Coordinate annotation records:
--*--
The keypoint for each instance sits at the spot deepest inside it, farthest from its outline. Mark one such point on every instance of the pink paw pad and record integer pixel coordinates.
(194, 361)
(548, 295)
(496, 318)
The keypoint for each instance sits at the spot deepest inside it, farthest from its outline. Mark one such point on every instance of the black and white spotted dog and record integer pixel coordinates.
--*--
_Instructions to follow_. Rewrite the listing above, replacing every occurrence of "keypoint" with "marker" and leaving everything else unchanged.

_Task response_.
The marker for each instance sits at the spot deepest inside it, farthest from its outline. Mark one such point on every instance of the pink paw pad and record integer pixel coordinates.
(194, 361)
(548, 295)
(496, 318)
The marker for each instance sits at the spot deepest inside it, farthest from its outline. Mark one such point on every instance of the black and white spotted dog and record integer pixel coordinates.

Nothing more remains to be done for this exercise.